Job: Duplicate the records below word for word, starting at the line containing "find sky | one" and ending at the line containing "Query: reflection on water", with both of those lines included.

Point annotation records
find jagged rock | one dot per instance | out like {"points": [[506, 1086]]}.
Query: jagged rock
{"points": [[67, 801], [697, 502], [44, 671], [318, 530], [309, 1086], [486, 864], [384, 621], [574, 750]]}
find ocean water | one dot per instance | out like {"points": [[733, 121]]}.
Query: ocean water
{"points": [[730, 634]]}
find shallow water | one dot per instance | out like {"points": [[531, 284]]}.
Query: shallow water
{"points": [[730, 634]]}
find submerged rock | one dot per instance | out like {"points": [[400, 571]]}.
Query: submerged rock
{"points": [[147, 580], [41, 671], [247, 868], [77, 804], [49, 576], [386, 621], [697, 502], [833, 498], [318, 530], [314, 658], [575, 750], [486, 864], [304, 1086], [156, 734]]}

--

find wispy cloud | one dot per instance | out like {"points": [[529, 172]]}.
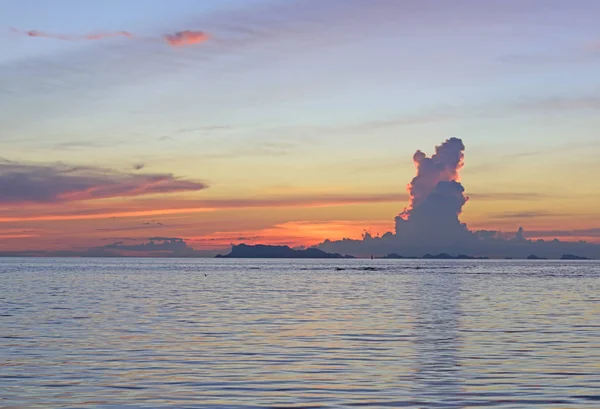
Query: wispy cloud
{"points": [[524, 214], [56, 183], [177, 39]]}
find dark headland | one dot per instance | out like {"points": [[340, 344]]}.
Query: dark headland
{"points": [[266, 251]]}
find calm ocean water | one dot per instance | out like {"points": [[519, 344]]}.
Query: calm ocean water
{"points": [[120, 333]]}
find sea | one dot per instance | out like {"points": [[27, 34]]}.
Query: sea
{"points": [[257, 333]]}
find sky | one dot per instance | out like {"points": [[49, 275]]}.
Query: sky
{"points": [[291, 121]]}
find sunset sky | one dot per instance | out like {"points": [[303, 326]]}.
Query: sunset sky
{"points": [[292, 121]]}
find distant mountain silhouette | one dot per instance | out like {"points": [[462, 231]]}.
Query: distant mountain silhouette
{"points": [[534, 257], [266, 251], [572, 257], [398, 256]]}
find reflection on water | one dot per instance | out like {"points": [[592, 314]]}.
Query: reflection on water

Answer for this exercise:
find sky | one dot per instance | out like {"points": [[49, 275]]}.
Query: sky
{"points": [[291, 121]]}
find sunset sky | one dot per instance | out like {"points": [[303, 326]]}.
Query: sunset sky
{"points": [[292, 121]]}
find distant mountain silhouette | one dot per instance | out like {"points": [[462, 231]]}.
Query: distant mountain silhouette
{"points": [[534, 257], [266, 251], [572, 257], [398, 256]]}
find reflection on water | one dot per instance | out like {"points": [[592, 314]]}.
Query: reflection on water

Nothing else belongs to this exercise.